THE TASK: Among the entries below, find every line that contains the string "whole", then copy it.

DATA TO EXAMINE:
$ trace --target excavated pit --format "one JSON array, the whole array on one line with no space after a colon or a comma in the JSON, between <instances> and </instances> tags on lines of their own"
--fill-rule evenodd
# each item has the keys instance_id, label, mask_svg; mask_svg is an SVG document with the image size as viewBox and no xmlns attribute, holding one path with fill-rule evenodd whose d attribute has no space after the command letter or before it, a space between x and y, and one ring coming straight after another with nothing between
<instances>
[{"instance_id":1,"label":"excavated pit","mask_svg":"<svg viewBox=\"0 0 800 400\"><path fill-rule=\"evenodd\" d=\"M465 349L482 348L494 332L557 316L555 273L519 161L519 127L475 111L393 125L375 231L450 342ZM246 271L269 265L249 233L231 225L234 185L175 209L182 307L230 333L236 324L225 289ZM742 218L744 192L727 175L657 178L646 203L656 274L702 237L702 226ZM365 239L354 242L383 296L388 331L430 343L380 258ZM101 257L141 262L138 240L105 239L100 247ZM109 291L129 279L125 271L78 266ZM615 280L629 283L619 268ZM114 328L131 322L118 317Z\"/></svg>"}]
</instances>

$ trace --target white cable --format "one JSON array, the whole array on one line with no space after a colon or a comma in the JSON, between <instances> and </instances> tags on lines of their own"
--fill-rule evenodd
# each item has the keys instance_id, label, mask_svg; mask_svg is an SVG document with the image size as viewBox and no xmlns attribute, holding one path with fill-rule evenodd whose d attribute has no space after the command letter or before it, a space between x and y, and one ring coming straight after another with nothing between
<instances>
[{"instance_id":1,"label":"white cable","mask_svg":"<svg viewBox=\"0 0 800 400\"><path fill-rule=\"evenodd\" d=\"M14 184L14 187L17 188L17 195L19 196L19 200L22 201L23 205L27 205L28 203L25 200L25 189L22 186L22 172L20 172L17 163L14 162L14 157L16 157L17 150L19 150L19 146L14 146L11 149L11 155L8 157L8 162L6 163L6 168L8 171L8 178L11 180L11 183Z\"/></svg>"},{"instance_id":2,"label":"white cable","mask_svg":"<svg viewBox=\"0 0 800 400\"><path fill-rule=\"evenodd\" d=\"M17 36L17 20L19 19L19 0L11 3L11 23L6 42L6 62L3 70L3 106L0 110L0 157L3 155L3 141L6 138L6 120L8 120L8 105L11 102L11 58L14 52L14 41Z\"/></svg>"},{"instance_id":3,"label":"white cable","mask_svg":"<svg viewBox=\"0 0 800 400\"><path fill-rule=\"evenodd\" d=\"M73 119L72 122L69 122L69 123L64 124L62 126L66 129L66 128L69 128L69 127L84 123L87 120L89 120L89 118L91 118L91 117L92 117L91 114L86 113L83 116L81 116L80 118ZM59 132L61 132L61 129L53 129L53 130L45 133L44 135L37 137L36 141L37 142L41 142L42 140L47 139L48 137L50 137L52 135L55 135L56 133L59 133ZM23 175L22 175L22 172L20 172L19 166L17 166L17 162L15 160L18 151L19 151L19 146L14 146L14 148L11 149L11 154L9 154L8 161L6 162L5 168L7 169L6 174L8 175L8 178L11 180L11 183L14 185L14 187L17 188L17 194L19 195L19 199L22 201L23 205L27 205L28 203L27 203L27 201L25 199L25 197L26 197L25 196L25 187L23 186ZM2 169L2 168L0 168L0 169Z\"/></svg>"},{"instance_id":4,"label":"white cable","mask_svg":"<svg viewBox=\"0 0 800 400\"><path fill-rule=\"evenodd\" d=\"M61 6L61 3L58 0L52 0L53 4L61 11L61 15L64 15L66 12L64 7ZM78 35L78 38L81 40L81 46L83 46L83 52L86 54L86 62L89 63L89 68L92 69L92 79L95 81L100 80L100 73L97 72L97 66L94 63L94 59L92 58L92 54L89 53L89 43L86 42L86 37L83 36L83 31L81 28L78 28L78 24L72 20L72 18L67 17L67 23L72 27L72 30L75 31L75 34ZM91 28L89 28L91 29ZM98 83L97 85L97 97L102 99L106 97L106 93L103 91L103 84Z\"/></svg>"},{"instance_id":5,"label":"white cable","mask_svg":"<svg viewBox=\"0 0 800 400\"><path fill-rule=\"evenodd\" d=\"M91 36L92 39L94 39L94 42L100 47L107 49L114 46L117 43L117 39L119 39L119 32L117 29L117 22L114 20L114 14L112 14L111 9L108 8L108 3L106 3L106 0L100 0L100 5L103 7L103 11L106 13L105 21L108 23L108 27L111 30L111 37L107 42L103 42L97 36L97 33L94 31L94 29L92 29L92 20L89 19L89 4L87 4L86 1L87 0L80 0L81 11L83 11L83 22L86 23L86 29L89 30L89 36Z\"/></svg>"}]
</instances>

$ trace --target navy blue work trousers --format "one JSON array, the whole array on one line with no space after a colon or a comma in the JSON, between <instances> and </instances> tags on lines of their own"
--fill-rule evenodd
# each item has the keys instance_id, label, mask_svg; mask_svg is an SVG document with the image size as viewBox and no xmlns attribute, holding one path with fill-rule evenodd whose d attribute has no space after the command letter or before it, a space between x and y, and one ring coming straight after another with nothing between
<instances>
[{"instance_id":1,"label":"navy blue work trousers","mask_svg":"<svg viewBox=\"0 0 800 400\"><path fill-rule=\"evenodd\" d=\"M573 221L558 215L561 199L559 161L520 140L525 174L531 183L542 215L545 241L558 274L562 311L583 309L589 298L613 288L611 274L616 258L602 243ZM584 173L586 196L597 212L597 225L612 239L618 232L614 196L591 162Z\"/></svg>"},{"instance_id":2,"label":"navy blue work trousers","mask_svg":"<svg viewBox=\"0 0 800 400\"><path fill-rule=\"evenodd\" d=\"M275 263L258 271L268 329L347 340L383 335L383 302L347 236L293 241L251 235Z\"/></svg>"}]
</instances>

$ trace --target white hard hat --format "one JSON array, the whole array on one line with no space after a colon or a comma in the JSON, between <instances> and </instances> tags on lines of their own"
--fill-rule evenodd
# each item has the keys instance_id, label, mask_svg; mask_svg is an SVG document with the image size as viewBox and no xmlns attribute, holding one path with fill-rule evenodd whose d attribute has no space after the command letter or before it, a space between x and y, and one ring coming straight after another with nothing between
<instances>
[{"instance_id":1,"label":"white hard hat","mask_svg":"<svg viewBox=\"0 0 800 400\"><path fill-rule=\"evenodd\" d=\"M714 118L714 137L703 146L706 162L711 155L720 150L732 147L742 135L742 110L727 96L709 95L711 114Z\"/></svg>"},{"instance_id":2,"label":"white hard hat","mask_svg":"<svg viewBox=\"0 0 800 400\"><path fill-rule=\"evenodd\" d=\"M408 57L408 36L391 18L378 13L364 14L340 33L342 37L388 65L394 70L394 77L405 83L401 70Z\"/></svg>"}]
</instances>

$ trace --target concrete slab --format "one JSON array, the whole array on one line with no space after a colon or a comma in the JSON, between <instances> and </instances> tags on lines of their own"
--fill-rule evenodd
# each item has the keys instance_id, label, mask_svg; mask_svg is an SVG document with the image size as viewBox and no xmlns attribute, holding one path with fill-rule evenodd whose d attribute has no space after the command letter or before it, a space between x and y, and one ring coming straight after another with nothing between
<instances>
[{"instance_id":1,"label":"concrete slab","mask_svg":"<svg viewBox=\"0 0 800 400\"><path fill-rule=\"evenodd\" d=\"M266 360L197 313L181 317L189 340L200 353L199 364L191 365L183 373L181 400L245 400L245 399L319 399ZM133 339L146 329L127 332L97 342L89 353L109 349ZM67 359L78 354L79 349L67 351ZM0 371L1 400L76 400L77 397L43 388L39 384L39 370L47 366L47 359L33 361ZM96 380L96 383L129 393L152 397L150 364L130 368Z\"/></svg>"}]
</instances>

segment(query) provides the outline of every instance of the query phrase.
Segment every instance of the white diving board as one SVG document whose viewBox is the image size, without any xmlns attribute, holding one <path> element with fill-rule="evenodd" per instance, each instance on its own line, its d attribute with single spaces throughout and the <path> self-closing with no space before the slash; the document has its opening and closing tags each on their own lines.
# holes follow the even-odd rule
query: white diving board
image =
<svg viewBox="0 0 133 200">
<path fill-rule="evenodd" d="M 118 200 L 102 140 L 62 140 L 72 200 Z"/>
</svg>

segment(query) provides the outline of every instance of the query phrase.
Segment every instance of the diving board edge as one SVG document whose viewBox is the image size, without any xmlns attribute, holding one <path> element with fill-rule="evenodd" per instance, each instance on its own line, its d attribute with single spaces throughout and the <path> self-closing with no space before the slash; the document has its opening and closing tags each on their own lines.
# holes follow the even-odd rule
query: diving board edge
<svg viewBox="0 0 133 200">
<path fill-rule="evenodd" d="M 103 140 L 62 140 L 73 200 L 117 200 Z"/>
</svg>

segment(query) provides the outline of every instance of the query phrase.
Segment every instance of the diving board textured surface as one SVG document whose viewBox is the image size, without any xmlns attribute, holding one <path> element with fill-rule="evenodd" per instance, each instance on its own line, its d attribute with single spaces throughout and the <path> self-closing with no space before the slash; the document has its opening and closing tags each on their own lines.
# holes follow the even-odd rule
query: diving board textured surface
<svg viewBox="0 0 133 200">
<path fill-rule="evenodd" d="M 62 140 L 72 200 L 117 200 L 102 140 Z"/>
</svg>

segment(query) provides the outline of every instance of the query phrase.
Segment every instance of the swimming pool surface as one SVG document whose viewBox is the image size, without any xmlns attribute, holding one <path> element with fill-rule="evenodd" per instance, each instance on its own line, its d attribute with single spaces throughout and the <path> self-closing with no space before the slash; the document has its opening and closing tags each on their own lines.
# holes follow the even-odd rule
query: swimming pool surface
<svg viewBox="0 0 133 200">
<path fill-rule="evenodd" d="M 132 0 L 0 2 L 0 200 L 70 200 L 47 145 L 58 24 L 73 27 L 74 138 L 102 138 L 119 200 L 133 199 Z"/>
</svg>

SOLUTION BELOW:
$ trace --target excavated pit --format "one JSON array, the whole array on one line with no space after a colon or a comma in the JSON, between <instances> and </instances> tags on lines of their own"
$ trace --target white cable --format "one JSON array, the whole array on one line with no space after a colon or a comma in the JSON, between <instances> and </instances> tags on lines of their own"
$ trace --target navy blue work trousers --format "one JSON array, the whole array on one line with no space after a colon or a comma in the JSON, between <instances> and </instances> tags on lines of their own"
$ trace --target white hard hat --format "one JSON array, the whole array on one line with no space after a colon or a comma in the JSON, between <instances> and </instances> tags on lines of their own"
$ trace --target concrete slab --format "one JSON array, the whole array on one line with no space after a colon or a comma in the JSON, between <instances> and </instances> tags on lines of their own"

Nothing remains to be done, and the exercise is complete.